Could you convert the rows, starting with the line containing "Phrase: fishing boat" and going on through the last line of the rows, into a Markdown table with the columns Row and Line, skipping any blank lines?

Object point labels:
— BEGIN —

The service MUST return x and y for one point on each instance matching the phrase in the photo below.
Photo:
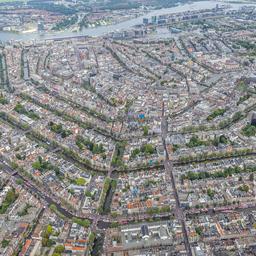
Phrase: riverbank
(103, 30)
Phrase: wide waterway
(102, 30)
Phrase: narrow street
(169, 173)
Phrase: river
(102, 30)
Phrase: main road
(168, 165)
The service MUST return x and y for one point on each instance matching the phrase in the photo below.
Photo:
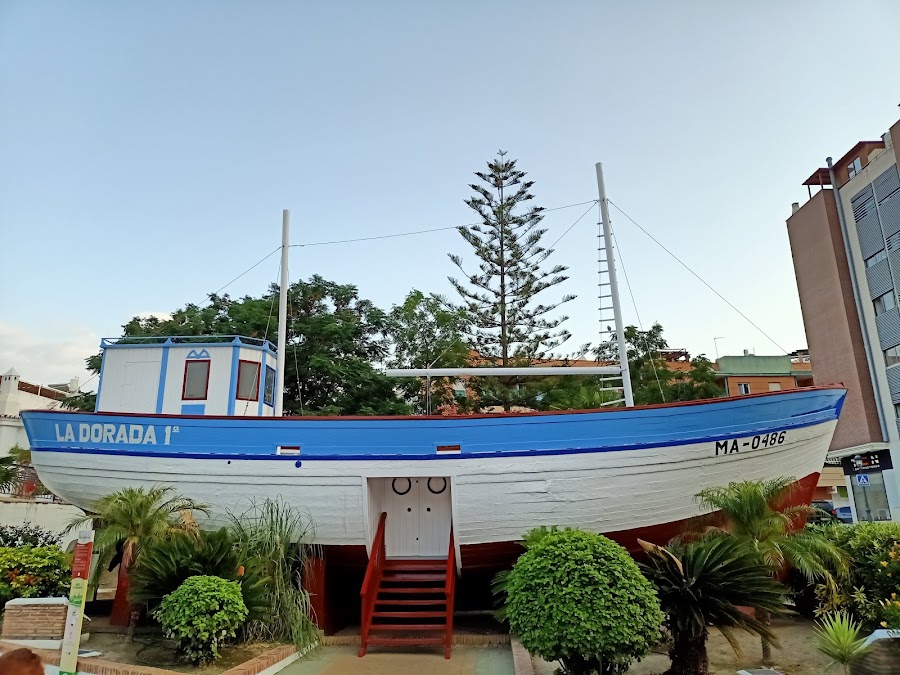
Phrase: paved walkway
(380, 661)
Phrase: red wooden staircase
(407, 602)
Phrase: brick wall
(831, 319)
(34, 619)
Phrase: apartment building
(845, 243)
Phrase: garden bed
(796, 656)
(154, 651)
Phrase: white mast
(282, 315)
(613, 295)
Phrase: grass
(275, 536)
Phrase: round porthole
(398, 492)
(437, 492)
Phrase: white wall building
(16, 395)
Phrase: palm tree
(837, 636)
(751, 512)
(702, 584)
(9, 474)
(126, 521)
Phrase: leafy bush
(201, 615)
(27, 535)
(874, 551)
(33, 572)
(579, 598)
(166, 564)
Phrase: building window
(269, 392)
(877, 258)
(884, 303)
(248, 381)
(196, 380)
(892, 356)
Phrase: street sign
(81, 570)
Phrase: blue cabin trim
(232, 385)
(189, 340)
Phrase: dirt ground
(150, 651)
(796, 655)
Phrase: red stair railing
(371, 582)
(449, 590)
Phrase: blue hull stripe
(415, 457)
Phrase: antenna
(282, 314)
(607, 260)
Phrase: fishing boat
(409, 500)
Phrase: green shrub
(874, 550)
(27, 535)
(579, 598)
(201, 615)
(166, 564)
(33, 572)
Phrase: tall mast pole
(606, 231)
(282, 314)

— END —

Task output:
| Row | Line |
|---|---|
| 1 | Phrase: fishing boat |
| 2 | (409, 500) |
| 3 | Phrase: green shrub |
| 4 | (874, 550) |
| 5 | (27, 535) |
| 6 | (579, 598) |
| 7 | (201, 615) |
| 8 | (166, 564) |
| 9 | (33, 572) |
| 10 | Phrase: tall mast pole |
| 11 | (606, 231) |
| 12 | (282, 314) |